Provided passage:
━━━
Document Type : Research Article

Authors

Department of Food Science and Technology, College of Agriculture, Isfahan (Khorasgan) Branch, Islamic Azad University, Isfahan, Iran

10.22067/ifstrj.2025.91737.1403

Abstract

Introduction
Recovery of active ingredients from plants is generally carried out using solid-liquid extraction. Selecting an appropriate solvent is one of the parameters that strongly affects the extraction performance and the type of extracted compounds. So far, various solvents have been used to extract these compounds. In addition to the need for large amounts of solvent, the high consumption of organic solvents causes problems such as environmental pollution and possible destruction of active compounds. Green solvents have been considered for the extraction process to reduce the consumption of non-toxic solvents and protect the environment. Natural deep eutectic solvents (NADES) are a new class of solvents used in extraction that consist of a mixture of two or more biodegradable natural compounds with low or no toxicity. The important features of these solvents are their low toxicity, biocompatibility, simple preparation, and low cost. Given the significant advantages of these solvents, in recent years, the use of NADES in the extraction of phenolic and antioxidant compounds has been considered. Applying appropriate auxiliary treatments to the sample or the sample-solvent combination during the extraction process can improve the performance of the extraction process. The use of ultrasonic waves allows for better extraction by creating shear force, disrupting the integrity of the cell wall, and better penetration of the solvent into the tissue. Pulsed electric waves also create pores in the cell membrane without causing minimal damage to the other parts, while maintaining consistency and structure, accelerating the permeability and transport of water and dissolved substances from the cell membrane, and allowing the extraction of active substances under better conditions.
━━━
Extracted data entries
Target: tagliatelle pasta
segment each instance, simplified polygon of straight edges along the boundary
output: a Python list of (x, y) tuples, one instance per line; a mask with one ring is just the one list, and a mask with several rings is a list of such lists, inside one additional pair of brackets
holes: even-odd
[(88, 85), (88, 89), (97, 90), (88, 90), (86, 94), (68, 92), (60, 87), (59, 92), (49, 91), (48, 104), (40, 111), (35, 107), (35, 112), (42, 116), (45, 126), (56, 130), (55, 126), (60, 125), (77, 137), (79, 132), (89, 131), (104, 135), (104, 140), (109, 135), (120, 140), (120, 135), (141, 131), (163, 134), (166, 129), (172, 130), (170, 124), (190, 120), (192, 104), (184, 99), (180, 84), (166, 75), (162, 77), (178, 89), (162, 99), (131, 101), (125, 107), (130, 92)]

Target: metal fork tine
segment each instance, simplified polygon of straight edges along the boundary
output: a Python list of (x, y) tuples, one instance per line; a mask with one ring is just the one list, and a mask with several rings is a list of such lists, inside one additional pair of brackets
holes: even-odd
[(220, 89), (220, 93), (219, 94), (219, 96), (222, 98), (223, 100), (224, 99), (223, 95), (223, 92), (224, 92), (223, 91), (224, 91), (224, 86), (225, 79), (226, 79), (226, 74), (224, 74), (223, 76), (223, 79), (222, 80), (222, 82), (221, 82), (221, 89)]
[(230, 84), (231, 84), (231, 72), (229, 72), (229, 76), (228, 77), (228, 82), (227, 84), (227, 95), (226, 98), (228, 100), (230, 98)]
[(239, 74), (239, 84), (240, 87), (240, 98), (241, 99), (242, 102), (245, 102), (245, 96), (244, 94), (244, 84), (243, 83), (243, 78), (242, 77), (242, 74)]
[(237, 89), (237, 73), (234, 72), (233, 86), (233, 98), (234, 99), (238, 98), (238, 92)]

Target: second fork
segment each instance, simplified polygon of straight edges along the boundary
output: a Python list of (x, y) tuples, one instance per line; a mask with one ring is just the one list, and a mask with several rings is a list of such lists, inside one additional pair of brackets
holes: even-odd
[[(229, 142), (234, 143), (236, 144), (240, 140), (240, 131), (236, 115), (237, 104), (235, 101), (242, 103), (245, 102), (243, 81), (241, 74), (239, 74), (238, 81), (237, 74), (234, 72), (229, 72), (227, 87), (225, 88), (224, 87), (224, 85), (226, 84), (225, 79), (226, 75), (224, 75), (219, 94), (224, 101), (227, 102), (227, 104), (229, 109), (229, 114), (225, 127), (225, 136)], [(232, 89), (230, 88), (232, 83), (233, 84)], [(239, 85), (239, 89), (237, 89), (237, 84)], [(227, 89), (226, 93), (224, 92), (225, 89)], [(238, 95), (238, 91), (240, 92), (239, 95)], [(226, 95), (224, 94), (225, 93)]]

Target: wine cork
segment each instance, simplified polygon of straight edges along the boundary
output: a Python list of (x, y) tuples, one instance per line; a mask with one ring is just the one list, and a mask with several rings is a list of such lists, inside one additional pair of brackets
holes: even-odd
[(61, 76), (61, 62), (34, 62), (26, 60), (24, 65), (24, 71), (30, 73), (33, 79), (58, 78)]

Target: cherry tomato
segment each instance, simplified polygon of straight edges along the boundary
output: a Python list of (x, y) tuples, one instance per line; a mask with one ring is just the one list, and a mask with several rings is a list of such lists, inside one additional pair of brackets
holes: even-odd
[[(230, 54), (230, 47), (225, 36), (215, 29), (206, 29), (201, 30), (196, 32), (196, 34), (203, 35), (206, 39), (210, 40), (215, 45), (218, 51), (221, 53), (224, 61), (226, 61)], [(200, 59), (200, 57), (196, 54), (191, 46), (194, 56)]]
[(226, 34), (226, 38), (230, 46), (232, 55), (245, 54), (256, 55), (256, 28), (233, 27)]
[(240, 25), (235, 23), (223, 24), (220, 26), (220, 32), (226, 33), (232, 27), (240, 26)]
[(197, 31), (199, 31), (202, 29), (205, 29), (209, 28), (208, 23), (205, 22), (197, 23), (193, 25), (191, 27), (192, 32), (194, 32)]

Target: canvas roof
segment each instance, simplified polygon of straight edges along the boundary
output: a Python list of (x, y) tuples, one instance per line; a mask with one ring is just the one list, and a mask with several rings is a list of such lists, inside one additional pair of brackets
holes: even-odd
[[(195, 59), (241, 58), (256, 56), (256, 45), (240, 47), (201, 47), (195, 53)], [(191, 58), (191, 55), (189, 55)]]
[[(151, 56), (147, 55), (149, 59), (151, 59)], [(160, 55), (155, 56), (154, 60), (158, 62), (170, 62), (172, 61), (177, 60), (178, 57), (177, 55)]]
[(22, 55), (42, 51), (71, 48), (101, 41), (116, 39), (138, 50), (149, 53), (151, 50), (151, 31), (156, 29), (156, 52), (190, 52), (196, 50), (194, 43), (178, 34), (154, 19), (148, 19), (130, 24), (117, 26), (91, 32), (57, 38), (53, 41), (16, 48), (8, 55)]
━━━
Parts of the exercise:
a – Rewrite the paragraph of the abstract that begins "Recovery of active ingredients from plants" as a short bulleted list, keeping its main facts.
b – Answer these questions using the abstract, one line per answer, marked (i), (ii), and (iii).
(i) What document type does the abstract state?
(ii) Which department and institution are listed for the authors?
(iii) What four important features of NADES does the abstract name?
c – Continue the abstract on plant extraction with green solvents, starting after its last sentence.
These records are separate material and have nothing to do with the abstract.

Answers for the exercise:
a –
- Plant active ingredients are generally recovered by solid-liquid extraction, and the choice of solvent strongly affects both extraction performance and the type of compounds extracted.
- Heavy use of organic solvents requires large amounts of solvent and can cause environmental pollution and possible destruction of active compounds, so green solvents have been considered for extraction.
- Natural deep eutectic solvents (NADES) are a new class of extraction solvents made from two or more biodegradable natural compounds with low or no toxicity.
- Their key features are low toxicity, biocompatibility, simple preparation, and low cost, and in recent years they have been considered for extracting phenolic and antioxidant compounds.
- Auxiliary treatments during extraction can improve performance:
  - Ultrasonic waves create shear force, disrupt cell wall integrity, and help the solvent penetrate the tissue.
  - Pulsed electric waves create pores in the cell membrane, speed the transport of water and dissolved substances, and allow active substances to be extracted under better conditions.

b –
(i) Research Article.
(ii) The Department of Food Science and Technology, College of Agriculture, Isfahan (Khorasgan) Branch, Islamic Azad University, Isfahan, Iran.
(iii) Low toxicity, biocompatibility, simple preparation, and low cost.

c –
Materials and Methods
This study was conducted in 3 phases to extract the compounds of the golden plant using natural deep eutectic solvents. In the first phase, effect of the type of solvent used including carboxylic acids (citric acid and malic acid), sugars (glucose and fructose), and sugar alcohols (ethylene glycol and glycerol) on the quality of the extracted material was evaluated. In the second phase, to improve the possibility of extracting the active ingredient of this plant, the sample was treated with pulsed electric waves, and in the third phase, the extraction of phenolic compounds from the sample was carried out with the solvent type selected from the first phase under the conditions of applying and non applying ultrasonic waves. Identification of the compounds present in the extract was carried out on the selected samples using HPLC. Finally, the ability to recover the extracted compounds was carried out from the best sample. Statistical analysis of the results was carried out using a completely randomized design - factorial test with SAS VERSION 9 software.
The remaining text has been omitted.